> **Tâche donnée 1**:
Modifiez, s'il vous plaît, les rangées de données de la ligne contenant "Can you see the wrinkled" à la ligne contenant "column 2, row 101". Redonnez-les en remplaçant "wrinkled" par "creased", sans rien changer d'autre.

Silicon.fr : AWS et Azure viennent tous deux d'annoncer l'ouverture de datacenters en France. Ce qui fait tomber l'argument de la localisation des données dans l'Hexagone que pouvait brandit OVH pour séduire les entreprises.

Octave Klaba : OVH reste très fort sur les métiers de la rationalisation des infrastructures, avec des offres comme les serveurs dédiés ou le Dedicated Cloud. Sur ces métiers, nos concurrents n'ont rien à proposer aux entreprises. Or, pour les grandes entreprises, sur la plupart de leurs besoins, le Cloud public se révèle trop cher. Remarquons d'ailleurs que des entreprises comme Apple ou Dropbox sont sorties au bout d'un certain temps d'Amazon, tout simplement parce qu'elles avaient besoin de rationaliser les coûts de leur infrastructure. Et c'est logique ; le Cloud public est adapté avant tout à la phase de scale-out, soit le passage du prototype à l'offre disponible mondialement, très rapidement, sans prise de risque. C'est sur ce segment que nous essayons aujourd'hui de nous renforcer via notre investissement dans 10 nouveaux datacenters répartis dans 9 pays. Notre déploiement actuel - 17 datacenters dans deux pays - ne permet en effet pas d'accompagner une entreprise souhaitant se positionner sur le marché mondial.

> **Données enregistrées**:
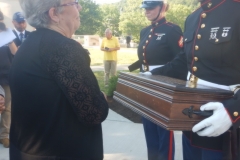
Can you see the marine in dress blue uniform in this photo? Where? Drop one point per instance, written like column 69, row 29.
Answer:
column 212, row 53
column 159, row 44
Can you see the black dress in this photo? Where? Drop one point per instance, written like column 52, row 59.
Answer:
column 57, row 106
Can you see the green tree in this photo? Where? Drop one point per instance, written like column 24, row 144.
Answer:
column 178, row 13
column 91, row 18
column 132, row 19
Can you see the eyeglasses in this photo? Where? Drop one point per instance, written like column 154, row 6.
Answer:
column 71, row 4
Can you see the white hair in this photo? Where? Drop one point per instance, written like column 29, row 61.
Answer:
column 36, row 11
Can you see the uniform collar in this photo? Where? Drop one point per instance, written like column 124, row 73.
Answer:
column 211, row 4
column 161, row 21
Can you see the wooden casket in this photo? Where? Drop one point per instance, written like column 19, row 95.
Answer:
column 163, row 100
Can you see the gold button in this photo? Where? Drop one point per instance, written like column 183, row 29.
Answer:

---

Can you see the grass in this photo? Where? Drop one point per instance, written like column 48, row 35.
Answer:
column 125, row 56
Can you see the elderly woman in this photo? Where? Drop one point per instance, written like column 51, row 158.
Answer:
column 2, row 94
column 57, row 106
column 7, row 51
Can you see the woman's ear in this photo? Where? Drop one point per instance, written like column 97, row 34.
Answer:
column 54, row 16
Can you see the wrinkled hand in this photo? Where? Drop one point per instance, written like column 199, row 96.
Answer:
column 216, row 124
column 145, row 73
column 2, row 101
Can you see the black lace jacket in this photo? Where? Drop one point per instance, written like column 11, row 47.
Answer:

--

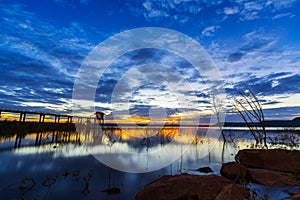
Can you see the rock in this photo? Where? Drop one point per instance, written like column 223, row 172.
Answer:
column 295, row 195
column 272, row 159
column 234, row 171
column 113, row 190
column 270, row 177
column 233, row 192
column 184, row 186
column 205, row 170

> **Tâche donnée 2**:
Poursuivez l'entretien sur OVH et le Cloud à partir de l'endroit où il s'arrête.

> **Réponse 1**:
Can you see the creased hand in this photo? Where? Drop one point per instance, written like column 199, row 96.
Answer:
column 216, row 124
column 145, row 73
column 2, row 101

> **Réponse 2**:
En parallèle, nous voulons aussi toucher des start-up dans leurs premières phases de croissance, en ciblant des développeurs n'ayant aucune connaissance du fonctionnement des datacenters, du Cloud ou des serveurs. En leur amenant dans le code la possibilité d'utiliser les ressources du datacenter sous forme de fonctions d'un SDK. C'est le sens de Mobile Hosting (un Paas mobile pour Android et iOS, NDLR). L'objectif d'OVH est donc bien d'accompagner les entreprises sur toutes les phases de leur vie et c'est ce qui nous différencie de nos concurrents américains.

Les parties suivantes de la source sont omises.